- _Actions requises_:
• a. Traduisez en anglais cette phrase de l'extrait sur les manufacturiers et les athlètes : « Animés par le partage de valeurs communes et la performance, les spécialistes du pneumatique sont également en quête d’humanisation de leurs marques. »
• b. Répondez brièvement à ces questions à partir de l'extrait sur les manufacturiers et les athlètes :
(i) Quel est le nom de la campagne lancée par Bridgestone ?
(ii) Dans quelles eaux le rêve d'une seconde médaille d'or de Marc-Antoine Olivier s'évanouit-il ?
(iii) Qui préside Wyz Group ?
• c. Poursuivez l'article sur les partenariats entre manufacturiers de pneumatiques et athlètes à partir de sa dernière phrase.

- _Extrait_:
"""

Manufacturiers et athlètes, une relation de partage

Publié le 25 août 2023

Par Louis Choiset
7 min de lecture
Omniprésents dans le milieu du sport depuis des années, les manufacturiers balayent de nombreuses disciplines, compétitions et clubs par leurs partenariats. Animés par le partage de valeurs communes et la performance, les spécialistes du pneumatique sont également en quête d’humanisation de leurs marques. C’est donc au tour des athlètes d’entrer en piste.
En vue des Jeux Olympiques et Paralympiques de Paris 2024, Bridgestone a lancé la campagne «Prêt à performer» et accompagne cinq sportifs : Amandine Buchard (judo), Mandy François-Elie (100 m, 200 m et 400 m paralympiques), Kevin Mayer (décathlon), Pauline Ado (surf) et Manon Apithy-Brunet (escrime).

Gwangju (Corée du Sud), 5 mai 2019. Deux ans après avoir raflé une médaille d’or à Budapest pour le 5 km du Championnat du monde de natation en eau libre, à quelques mètres de l’arrivée, Marc-Antoine Olivier s’apprête à revivre l’exploit. Malheureusement pour le nageur français, à une seconde près, le rêve d’une seconde médaille d’or s’évanouit dans les eaux du Yeosu Expo Ocean Park. L’Allemand Florian Wellbrock lui vole la vedette en échange d’une médaille d’argent.

La performance reste de taille. Sous le regard admiratif des spectateurs, cette réussite est aussi le fruit de l’accompagnement de son partenaire, Wyz Group, spécialisé dans la création de solutions digitales pour le commerce de pneumatiques. "Ces aventures, d’abord humaines, ce sont des moments de bonheur à vivre que l’on retrouve avec ce genre de collaborations", lance Pierre Guirard, président du groupe. En témoignage de cette proximité née du partenariat, Marc-Antoine Olivier est venu présenter sa médaille aux salariés.

"""

- _Lignes_:
"""

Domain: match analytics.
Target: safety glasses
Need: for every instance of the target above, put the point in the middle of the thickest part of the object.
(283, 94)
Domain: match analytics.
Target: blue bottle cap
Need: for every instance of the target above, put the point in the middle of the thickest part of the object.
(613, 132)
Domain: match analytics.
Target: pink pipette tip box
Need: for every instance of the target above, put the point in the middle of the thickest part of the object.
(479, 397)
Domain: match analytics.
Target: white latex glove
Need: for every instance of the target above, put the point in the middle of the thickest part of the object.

"""
"""

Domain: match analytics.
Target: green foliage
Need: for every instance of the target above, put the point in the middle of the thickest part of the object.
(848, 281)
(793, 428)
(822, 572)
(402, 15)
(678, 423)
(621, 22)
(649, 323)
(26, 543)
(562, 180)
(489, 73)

"""

- _Réponses par tâche_:
• a. Driven by the sharing of common values and by performance, tire specialists are also seeking to humanize their brands.

• b.
(i) «Prêt à performer»
(ii) Dans les eaux du Yeosu Expo Ocean Park
(iii) Pierre Guirard

• c.
Aurélie Muller, nageuse française et seconde athlète accompagnée par Wyz, est également une fierté pour la firme basée à Compiègne (60). Entre 2011 et 2017, elle a garni son palmarès de quatre médailles d’or et deux d’argent. Dans cette collaboration, le succès vaut de l’or, et ce n’est pas qu’une expression. "Nous avons ajouté des primes à la performance", glisse Pierre Guirard.

Une manière de récompenser le travail bien fait, à l’image d’un salarié dans une entreprise. En effet, selon Pierre Guirard, de nombreux parallèles sont à faire entre les athlètes et la réussite d’une entreprise. C’est pourquoi Wyz Group aide financièrement ses athlètes pour leur permettre de se concentrer au mieux sur leur carrière sportive.

Pour cela, il s’appuie sur le Pacte de performance, dispositif qui a vu le jour grâce à la Fondation du sport français (FSF). L’objectif est de promouvoir et de financer, sur le territoire national, la formation, l’insertion socioprofessionnelle et la reconversion des sportifs de haut niveau. Elle vise également à encourager les entreprises à mettre la main à la poche, un chemin qu’a choisi d’emprunter Wyz.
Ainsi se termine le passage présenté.